STATED GOAL | In the records below, copy out word for word the lines from the one containing "of the overall" up to and including the one containing "pixel 81 196".

SUPPLIED INFORMATION |
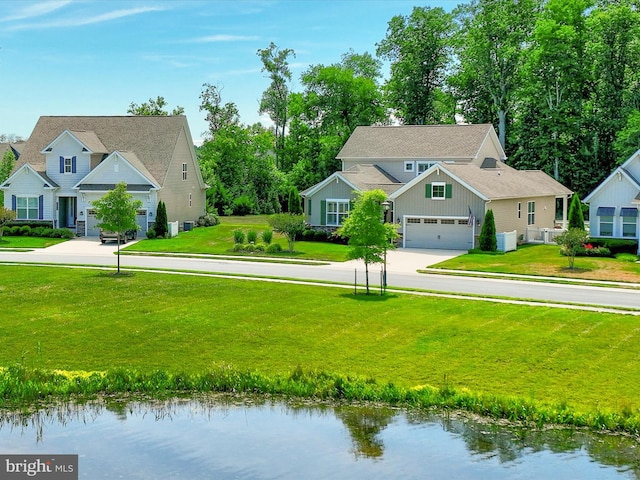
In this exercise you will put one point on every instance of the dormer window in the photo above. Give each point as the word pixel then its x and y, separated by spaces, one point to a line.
pixel 67 165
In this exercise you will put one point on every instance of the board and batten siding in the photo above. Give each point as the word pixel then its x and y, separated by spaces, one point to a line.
pixel 176 191
pixel 334 190
pixel 617 192
pixel 415 202
pixel 505 213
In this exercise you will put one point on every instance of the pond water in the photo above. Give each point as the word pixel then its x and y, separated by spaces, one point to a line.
pixel 241 438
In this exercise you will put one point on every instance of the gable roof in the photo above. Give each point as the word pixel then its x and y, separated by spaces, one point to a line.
pixel 622 169
pixel 438 142
pixel 502 182
pixel 361 178
pixel 152 138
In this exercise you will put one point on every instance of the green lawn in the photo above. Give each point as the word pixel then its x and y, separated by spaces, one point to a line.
pixel 218 240
pixel 90 320
pixel 9 242
pixel 546 260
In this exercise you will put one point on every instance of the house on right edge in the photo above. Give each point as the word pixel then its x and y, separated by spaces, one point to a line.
pixel 613 205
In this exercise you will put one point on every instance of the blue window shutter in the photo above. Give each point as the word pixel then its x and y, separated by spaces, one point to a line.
pixel 323 212
pixel 448 191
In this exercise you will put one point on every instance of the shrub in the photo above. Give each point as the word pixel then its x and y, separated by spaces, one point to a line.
pixel 616 245
pixel 252 236
pixel 267 236
pixel 238 236
pixel 274 248
pixel 161 225
pixel 208 220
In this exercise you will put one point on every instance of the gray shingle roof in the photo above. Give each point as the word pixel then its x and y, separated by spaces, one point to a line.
pixel 151 138
pixel 416 141
pixel 371 177
pixel 507 182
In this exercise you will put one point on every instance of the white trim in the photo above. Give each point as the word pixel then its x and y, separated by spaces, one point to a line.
pixel 437 167
pixel 319 186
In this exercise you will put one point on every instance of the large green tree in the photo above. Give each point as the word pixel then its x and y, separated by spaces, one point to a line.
pixel 336 99
pixel 274 102
pixel 418 47
pixel 219 115
pixel 369 236
pixel 116 212
pixel 491 52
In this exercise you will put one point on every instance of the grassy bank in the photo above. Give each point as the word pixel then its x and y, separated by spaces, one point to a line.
pixel 545 260
pixel 22 387
pixel 85 320
pixel 219 240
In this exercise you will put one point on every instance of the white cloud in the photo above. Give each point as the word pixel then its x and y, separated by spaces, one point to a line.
pixel 224 38
pixel 81 20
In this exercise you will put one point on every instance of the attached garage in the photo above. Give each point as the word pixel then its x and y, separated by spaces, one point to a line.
pixel 450 233
pixel 94 231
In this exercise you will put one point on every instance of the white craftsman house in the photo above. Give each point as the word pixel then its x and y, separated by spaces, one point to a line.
pixel 440 181
pixel 613 205
pixel 69 162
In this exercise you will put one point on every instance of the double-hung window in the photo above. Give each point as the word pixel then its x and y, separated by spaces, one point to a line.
pixel 27 208
pixel 531 213
pixel 605 220
pixel 438 190
pixel 629 221
pixel 337 211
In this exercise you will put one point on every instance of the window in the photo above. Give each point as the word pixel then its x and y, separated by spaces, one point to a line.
pixel 605 218
pixel 531 213
pixel 629 221
pixel 27 208
pixel 438 190
pixel 337 211
pixel 424 166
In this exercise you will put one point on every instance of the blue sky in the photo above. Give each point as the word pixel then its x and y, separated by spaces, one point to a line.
pixel 86 57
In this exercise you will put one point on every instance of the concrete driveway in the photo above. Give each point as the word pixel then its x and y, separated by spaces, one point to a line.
pixel 401 260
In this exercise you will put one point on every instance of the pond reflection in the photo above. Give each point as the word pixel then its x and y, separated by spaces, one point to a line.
pixel 239 437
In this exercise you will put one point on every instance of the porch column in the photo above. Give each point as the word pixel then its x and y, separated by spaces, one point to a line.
pixel 565 202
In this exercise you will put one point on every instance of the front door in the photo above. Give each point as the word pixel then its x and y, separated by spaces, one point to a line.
pixel 67 212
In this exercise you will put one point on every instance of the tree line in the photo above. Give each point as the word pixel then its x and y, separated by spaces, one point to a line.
pixel 559 80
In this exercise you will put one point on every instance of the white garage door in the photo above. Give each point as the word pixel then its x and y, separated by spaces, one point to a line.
pixel 443 233
pixel 94 231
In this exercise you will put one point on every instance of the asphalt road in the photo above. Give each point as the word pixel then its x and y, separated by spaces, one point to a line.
pixel 401 274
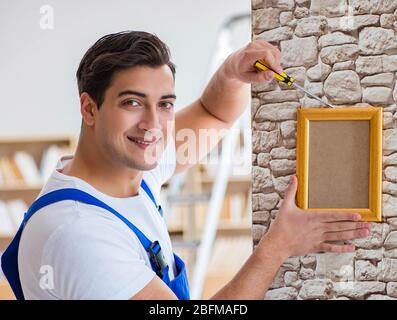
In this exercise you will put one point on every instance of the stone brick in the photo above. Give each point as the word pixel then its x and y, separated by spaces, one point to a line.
pixel 392 223
pixel 277 112
pixel 340 53
pixel 281 184
pixel 390 160
pixel 382 79
pixel 389 206
pixel 258 231
pixel 299 52
pixel 391 240
pixel 287 293
pixel 288 129
pixel 261 217
pixel 282 167
pixel 265 86
pixel 374 40
pixel 386 20
pixel 265 19
pixel 311 26
pixel 309 261
pixel 319 72
pixel 376 238
pixel 306 273
pixel 365 270
pixel 373 6
pixel 291 278
pixel 345 65
pixel 389 63
pixel 286 17
pixel 263 141
pixel 262 202
pixel 369 65
pixel 280 96
pixel 301 12
pixel 264 126
pixel 377 95
pixel 315 289
pixel 291 264
pixel 392 254
pixel 391 174
pixel 388 121
pixel 351 24
pixel 357 290
pixel 275 35
pixel 387 270
pixel 283 153
pixel 263 160
pixel 261 180
pixel 335 38
pixel 374 255
pixel 335 267
pixel 329 8
pixel 391 289
pixel 390 141
pixel 343 87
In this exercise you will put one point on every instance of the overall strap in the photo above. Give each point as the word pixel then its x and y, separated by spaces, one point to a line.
pixel 150 194
pixel 81 196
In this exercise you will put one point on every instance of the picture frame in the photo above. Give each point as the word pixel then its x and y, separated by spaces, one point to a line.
pixel 339 160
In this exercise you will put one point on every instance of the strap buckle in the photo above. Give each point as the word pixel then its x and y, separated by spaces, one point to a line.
pixel 157 258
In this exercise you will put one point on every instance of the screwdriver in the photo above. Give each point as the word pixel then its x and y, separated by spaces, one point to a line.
pixel 290 81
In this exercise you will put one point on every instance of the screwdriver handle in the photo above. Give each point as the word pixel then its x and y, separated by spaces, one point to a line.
pixel 283 77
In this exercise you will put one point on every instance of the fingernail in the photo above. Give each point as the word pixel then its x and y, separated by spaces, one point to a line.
pixel 365 232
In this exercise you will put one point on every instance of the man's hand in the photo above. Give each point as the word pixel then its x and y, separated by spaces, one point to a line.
pixel 240 64
pixel 298 232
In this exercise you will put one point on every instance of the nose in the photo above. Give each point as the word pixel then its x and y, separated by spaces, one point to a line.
pixel 150 120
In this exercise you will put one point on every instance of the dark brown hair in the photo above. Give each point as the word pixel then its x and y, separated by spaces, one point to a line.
pixel 115 52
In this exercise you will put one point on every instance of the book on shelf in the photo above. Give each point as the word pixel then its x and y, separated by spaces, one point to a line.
pixel 21 169
pixel 28 168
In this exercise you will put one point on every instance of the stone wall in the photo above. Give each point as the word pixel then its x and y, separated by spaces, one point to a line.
pixel 345 51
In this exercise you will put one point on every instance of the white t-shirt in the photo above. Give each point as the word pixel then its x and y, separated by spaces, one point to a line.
pixel 71 250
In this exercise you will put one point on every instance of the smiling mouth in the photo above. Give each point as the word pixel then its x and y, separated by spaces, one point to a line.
pixel 143 142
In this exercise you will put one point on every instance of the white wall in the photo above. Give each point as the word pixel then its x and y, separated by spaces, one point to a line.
pixel 38 91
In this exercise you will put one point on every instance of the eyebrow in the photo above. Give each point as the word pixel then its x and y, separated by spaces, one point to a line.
pixel 144 95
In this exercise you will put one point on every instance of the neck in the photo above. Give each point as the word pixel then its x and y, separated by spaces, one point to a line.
pixel 91 166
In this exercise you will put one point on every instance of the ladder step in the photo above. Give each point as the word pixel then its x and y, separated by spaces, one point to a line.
pixel 189 198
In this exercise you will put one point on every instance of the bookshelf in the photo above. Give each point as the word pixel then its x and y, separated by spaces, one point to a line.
pixel 13 185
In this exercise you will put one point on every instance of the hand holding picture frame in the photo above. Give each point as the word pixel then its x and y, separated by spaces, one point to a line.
pixel 339 160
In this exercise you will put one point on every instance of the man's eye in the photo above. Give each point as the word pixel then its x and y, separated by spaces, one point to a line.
pixel 167 104
pixel 132 103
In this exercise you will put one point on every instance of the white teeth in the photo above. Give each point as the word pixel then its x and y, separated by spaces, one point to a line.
pixel 140 141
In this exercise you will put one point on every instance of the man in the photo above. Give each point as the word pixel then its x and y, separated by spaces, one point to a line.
pixel 103 244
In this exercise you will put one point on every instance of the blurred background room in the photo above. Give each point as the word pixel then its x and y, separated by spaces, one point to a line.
pixel 208 208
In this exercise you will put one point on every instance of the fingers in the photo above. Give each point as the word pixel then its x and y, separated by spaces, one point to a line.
pixel 346 235
pixel 262 50
pixel 290 194
pixel 326 216
pixel 328 247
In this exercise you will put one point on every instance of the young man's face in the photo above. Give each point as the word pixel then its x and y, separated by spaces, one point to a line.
pixel 131 127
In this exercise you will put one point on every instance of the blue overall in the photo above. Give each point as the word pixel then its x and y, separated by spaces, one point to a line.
pixel 9 259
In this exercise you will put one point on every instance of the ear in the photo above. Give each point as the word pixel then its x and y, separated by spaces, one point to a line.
pixel 88 108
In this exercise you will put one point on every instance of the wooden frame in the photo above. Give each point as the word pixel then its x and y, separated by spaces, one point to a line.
pixel 334 130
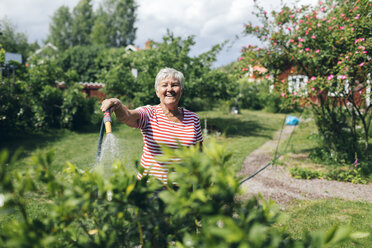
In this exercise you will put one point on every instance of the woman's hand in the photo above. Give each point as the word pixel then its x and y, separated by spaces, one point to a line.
pixel 112 103
pixel 129 117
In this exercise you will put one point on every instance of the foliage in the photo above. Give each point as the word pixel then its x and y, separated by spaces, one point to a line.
pixel 83 20
pixel 330 44
pixel 36 103
pixel 111 26
pixel 202 84
pixel 114 23
pixel 2 54
pixel 86 209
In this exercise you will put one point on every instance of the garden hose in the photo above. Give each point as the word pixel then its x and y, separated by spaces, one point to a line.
pixel 105 124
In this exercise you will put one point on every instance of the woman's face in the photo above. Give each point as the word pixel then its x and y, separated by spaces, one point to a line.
pixel 169 91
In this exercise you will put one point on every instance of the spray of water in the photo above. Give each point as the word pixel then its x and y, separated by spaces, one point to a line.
pixel 109 153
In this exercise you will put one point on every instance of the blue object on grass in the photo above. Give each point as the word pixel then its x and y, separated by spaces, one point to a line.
pixel 291 120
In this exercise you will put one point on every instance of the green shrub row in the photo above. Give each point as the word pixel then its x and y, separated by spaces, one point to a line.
pixel 87 209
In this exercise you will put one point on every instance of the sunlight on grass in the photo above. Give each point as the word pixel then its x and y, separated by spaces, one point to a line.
pixel 309 216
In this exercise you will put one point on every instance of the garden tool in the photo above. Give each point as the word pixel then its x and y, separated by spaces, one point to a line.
pixel 106 122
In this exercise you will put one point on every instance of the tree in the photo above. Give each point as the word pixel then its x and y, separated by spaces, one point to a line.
pixel 331 44
pixel 203 85
pixel 82 23
pixel 114 25
pixel 60 29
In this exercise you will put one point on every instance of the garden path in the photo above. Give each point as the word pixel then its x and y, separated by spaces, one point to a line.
pixel 275 182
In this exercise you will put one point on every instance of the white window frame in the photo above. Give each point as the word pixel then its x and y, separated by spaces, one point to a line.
pixel 297 83
pixel 346 88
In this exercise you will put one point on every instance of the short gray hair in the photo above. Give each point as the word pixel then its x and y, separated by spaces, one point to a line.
pixel 169 72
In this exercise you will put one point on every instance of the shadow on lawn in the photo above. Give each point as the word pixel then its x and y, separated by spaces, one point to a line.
pixel 236 127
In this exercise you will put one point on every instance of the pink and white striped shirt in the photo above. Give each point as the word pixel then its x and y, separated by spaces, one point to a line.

WRITTEN RESPONSE |
In this exercise you will put one point on every instance of the overall strap in the photo above. Give each point as the word pixel then its x and y, separated by spaces, one point to a line.
pixel 150 194
pixel 81 196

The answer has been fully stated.